* [PROBLEM REQUIREMENTS]:
Each line from the one containing "the red trim" to the end of the entries below must be restated exactly, and no other line should appear.

#### EXTRACTED MATERIAL

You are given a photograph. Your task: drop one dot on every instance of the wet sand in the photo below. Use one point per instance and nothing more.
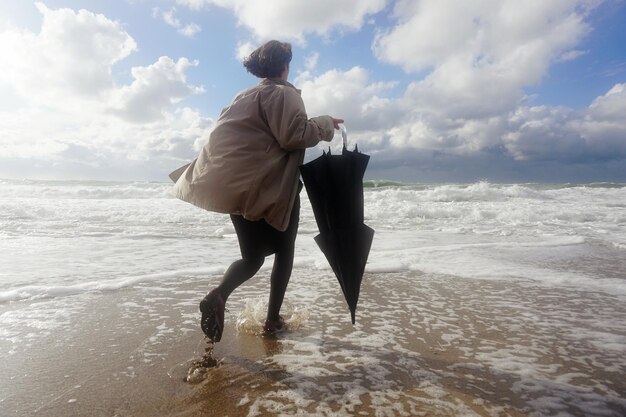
(423, 345)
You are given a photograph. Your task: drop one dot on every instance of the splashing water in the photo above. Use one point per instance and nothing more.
(199, 368)
(252, 317)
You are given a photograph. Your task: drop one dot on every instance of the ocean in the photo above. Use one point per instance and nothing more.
(478, 299)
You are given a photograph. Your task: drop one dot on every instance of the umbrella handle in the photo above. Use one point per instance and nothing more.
(344, 135)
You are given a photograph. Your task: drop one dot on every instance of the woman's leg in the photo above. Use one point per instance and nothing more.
(281, 272)
(239, 272)
(283, 265)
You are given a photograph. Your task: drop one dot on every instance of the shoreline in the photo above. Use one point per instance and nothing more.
(431, 345)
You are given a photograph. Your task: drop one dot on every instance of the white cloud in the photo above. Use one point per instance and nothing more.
(73, 117)
(497, 48)
(154, 90)
(71, 55)
(572, 55)
(289, 20)
(244, 50)
(349, 95)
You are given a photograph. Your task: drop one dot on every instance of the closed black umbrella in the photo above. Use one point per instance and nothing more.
(334, 184)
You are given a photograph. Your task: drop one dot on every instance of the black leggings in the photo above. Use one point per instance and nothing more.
(257, 239)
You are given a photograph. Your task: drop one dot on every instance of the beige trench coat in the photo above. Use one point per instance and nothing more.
(250, 164)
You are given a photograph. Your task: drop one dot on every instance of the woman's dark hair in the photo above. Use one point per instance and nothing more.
(269, 59)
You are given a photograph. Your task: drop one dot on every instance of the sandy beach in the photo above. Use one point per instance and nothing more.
(422, 345)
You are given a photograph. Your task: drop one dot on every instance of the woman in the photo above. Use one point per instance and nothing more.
(249, 169)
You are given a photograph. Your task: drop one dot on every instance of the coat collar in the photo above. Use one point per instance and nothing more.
(279, 81)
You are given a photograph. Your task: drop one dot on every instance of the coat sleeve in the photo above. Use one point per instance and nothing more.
(288, 121)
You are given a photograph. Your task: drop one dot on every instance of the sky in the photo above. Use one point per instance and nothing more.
(433, 90)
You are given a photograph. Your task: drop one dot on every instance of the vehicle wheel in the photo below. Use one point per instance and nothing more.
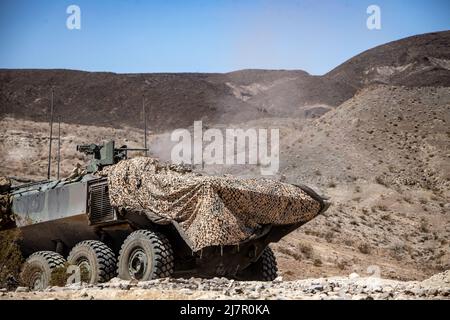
(96, 260)
(264, 269)
(145, 255)
(37, 269)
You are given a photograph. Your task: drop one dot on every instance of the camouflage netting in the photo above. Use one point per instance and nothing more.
(210, 210)
(6, 217)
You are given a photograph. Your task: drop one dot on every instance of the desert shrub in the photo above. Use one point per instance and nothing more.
(424, 225)
(317, 262)
(290, 252)
(329, 236)
(10, 258)
(60, 276)
(381, 180)
(364, 248)
(331, 184)
(306, 249)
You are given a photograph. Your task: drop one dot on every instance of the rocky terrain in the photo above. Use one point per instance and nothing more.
(353, 287)
(372, 134)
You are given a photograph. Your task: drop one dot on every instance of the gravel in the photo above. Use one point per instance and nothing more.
(352, 287)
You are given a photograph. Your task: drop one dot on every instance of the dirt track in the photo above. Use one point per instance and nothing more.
(351, 287)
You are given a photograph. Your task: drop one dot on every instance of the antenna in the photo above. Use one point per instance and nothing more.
(51, 135)
(145, 124)
(59, 144)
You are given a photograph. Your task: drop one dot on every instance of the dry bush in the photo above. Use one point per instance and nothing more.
(10, 258)
(306, 249)
(331, 184)
(317, 262)
(424, 225)
(364, 248)
(60, 276)
(382, 181)
(290, 252)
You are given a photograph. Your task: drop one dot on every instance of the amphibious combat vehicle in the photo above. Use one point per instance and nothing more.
(138, 219)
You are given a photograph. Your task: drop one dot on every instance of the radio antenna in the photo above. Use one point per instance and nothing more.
(59, 144)
(145, 125)
(51, 137)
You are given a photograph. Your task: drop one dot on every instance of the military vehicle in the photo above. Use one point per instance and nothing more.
(74, 218)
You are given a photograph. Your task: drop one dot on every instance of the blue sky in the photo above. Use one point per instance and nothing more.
(205, 35)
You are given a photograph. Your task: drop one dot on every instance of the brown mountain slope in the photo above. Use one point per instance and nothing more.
(176, 100)
(421, 60)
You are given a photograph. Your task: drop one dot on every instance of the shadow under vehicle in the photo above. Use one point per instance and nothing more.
(74, 218)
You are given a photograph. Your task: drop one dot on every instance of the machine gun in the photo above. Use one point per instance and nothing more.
(104, 154)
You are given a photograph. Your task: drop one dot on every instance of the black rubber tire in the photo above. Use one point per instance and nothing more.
(264, 269)
(99, 257)
(152, 246)
(37, 269)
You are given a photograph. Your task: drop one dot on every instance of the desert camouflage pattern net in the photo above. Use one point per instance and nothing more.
(6, 216)
(210, 210)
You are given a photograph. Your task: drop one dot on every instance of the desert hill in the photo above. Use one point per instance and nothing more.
(175, 100)
(373, 134)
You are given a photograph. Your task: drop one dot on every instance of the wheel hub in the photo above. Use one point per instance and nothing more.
(137, 264)
(37, 280)
(85, 268)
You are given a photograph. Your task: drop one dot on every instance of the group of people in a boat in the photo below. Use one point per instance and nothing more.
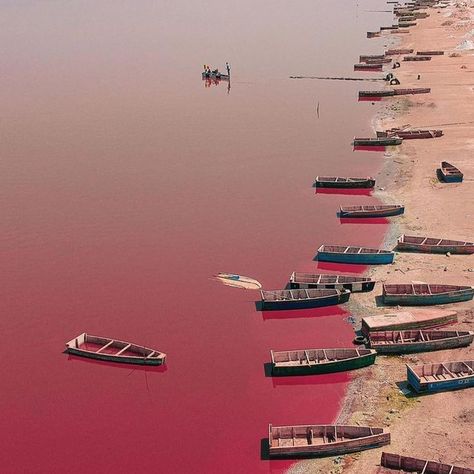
(215, 72)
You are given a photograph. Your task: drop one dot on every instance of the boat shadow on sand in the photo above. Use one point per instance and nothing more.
(124, 366)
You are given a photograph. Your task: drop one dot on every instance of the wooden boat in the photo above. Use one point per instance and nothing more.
(417, 58)
(425, 294)
(113, 350)
(430, 53)
(370, 57)
(411, 341)
(323, 440)
(352, 283)
(410, 134)
(404, 320)
(320, 361)
(408, 464)
(359, 255)
(368, 67)
(387, 141)
(239, 281)
(442, 376)
(340, 182)
(396, 52)
(414, 90)
(212, 75)
(450, 174)
(371, 211)
(434, 245)
(302, 299)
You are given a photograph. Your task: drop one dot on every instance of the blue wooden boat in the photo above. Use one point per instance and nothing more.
(425, 294)
(302, 299)
(358, 255)
(442, 376)
(371, 211)
(450, 174)
(318, 280)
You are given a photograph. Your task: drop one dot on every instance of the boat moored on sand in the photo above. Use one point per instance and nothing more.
(113, 350)
(323, 440)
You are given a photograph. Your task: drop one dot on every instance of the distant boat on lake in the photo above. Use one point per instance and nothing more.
(359, 255)
(113, 350)
(302, 299)
(323, 440)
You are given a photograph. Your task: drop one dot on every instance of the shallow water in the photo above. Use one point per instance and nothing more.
(127, 184)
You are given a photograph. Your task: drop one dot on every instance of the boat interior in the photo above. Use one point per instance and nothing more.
(288, 436)
(316, 356)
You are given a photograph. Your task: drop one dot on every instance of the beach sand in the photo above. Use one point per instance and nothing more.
(438, 426)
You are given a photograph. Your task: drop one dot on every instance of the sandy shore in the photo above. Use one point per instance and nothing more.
(438, 426)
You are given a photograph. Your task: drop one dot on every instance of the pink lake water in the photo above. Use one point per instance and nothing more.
(126, 184)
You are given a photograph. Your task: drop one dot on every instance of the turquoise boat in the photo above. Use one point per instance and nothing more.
(442, 376)
(358, 255)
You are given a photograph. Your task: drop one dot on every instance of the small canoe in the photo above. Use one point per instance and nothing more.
(380, 93)
(324, 440)
(387, 141)
(442, 376)
(411, 341)
(224, 77)
(311, 280)
(403, 320)
(434, 245)
(450, 174)
(370, 57)
(417, 58)
(358, 255)
(430, 53)
(368, 67)
(408, 464)
(425, 294)
(113, 350)
(302, 299)
(240, 281)
(320, 361)
(396, 52)
(340, 182)
(371, 211)
(414, 90)
(411, 134)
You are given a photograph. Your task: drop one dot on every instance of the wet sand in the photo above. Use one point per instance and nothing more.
(437, 426)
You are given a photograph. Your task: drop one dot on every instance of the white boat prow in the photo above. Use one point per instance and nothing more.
(238, 281)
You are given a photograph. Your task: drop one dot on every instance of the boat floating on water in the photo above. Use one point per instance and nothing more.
(381, 141)
(409, 464)
(316, 280)
(340, 182)
(403, 320)
(359, 255)
(434, 245)
(441, 376)
(411, 341)
(450, 174)
(371, 211)
(302, 298)
(320, 361)
(425, 294)
(323, 440)
(113, 350)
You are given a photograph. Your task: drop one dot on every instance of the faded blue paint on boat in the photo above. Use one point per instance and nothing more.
(439, 385)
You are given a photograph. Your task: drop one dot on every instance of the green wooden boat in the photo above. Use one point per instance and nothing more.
(320, 361)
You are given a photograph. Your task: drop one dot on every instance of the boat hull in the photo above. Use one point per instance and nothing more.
(305, 303)
(112, 358)
(325, 368)
(360, 259)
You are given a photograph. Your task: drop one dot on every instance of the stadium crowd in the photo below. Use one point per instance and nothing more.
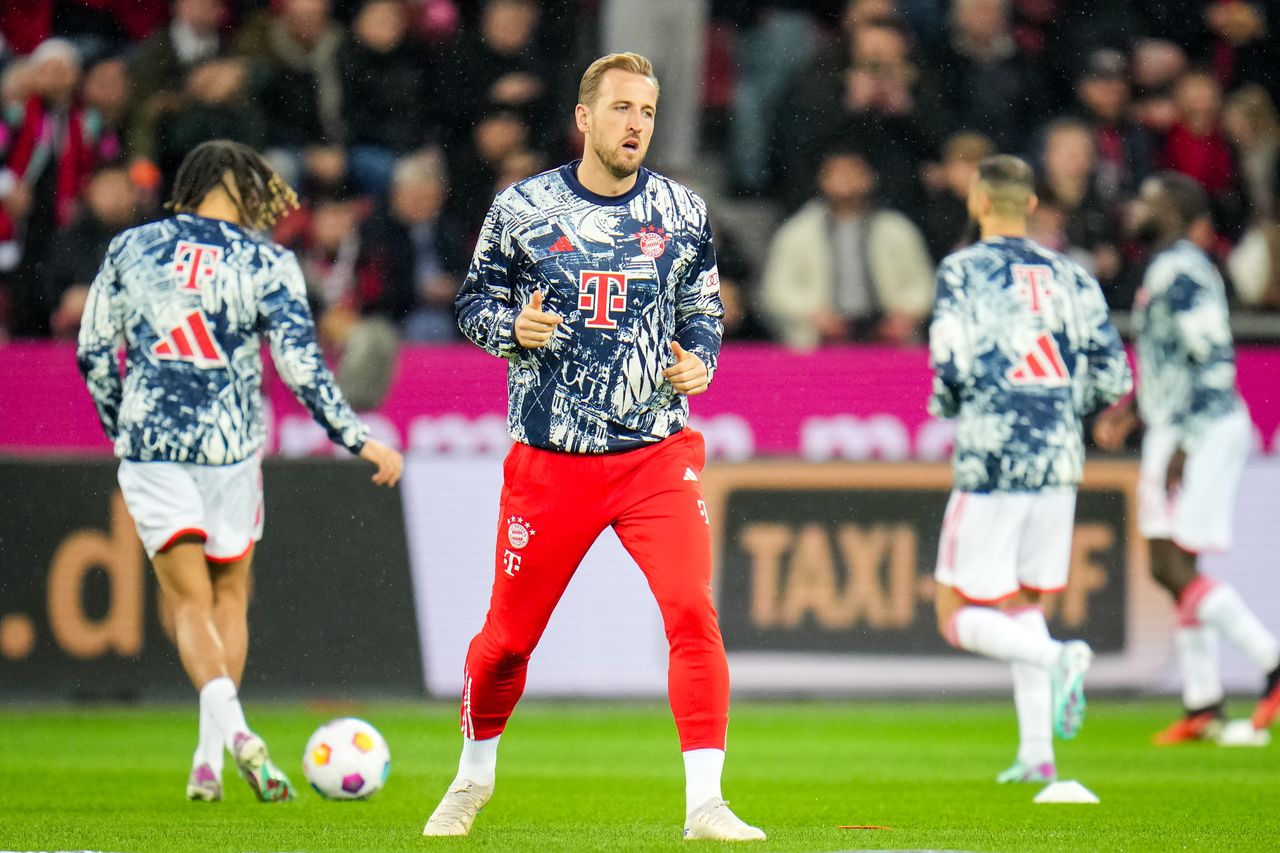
(855, 127)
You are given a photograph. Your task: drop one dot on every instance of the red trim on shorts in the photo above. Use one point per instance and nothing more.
(225, 560)
(984, 602)
(951, 532)
(1191, 600)
(1043, 591)
(184, 532)
(951, 634)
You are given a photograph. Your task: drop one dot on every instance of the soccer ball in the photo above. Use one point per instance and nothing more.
(347, 758)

########

* [ANSWER]:
You are given a photograph. Your task: drop one dot on every instance of the red trim on shorts in the photo above. Use one point per instance and nothing more.
(225, 560)
(984, 602)
(951, 532)
(1191, 600)
(1043, 591)
(184, 532)
(951, 634)
You are given a photograph. Your task: drop one dot on every instance of the soccer ball in the photo above. Use one point per instance and nothing more.
(347, 758)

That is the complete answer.